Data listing
>> BEGIN

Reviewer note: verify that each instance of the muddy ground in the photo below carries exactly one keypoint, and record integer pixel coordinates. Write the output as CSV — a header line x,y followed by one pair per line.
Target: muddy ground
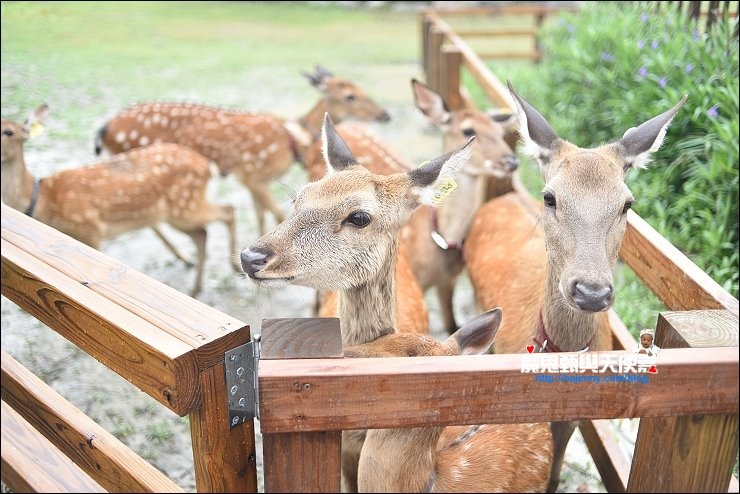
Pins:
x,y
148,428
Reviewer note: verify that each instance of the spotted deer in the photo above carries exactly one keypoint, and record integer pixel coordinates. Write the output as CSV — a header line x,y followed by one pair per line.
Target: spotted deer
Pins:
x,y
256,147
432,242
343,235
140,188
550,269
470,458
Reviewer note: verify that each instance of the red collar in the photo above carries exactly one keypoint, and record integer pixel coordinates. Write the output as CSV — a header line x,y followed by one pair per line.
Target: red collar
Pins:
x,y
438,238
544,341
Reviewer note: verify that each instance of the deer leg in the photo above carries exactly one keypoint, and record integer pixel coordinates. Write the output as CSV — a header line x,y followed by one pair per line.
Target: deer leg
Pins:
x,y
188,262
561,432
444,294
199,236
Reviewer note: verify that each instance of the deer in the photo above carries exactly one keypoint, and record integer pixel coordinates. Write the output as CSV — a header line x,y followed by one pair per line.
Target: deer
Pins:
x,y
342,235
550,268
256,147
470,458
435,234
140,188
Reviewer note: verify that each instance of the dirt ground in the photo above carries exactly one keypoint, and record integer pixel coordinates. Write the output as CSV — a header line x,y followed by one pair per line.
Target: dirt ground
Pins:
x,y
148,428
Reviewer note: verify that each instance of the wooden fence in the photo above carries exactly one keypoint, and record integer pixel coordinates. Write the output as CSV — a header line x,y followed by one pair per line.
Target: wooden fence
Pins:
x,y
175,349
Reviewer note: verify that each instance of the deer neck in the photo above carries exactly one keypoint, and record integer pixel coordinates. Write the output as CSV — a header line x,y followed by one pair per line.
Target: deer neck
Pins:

>> END

Problem to solve: Rewrite everything from the line containing "Reviewer note: verify that each instance of the wooden" down to the end of the items, changing "wooden fence" to "wooden railing" and leaving the rest as is.

Output of the exercise:
Reviewer note: verify that each instance of the wooden railing in the photo above carries exactly one keypoint, and record integer pixel coordinates. Write the output as CSV — a header line x,y followed by one pair per line.
Target: wooden railing
Pins:
x,y
175,349
Reviewer note: verify that each instance of the deer neck in the photo above carries exactly one keypoint, and record integer pixel coordinates. Write the output as CSV — a header line x,y followed by one pair per line.
Target: deer neck
Pins:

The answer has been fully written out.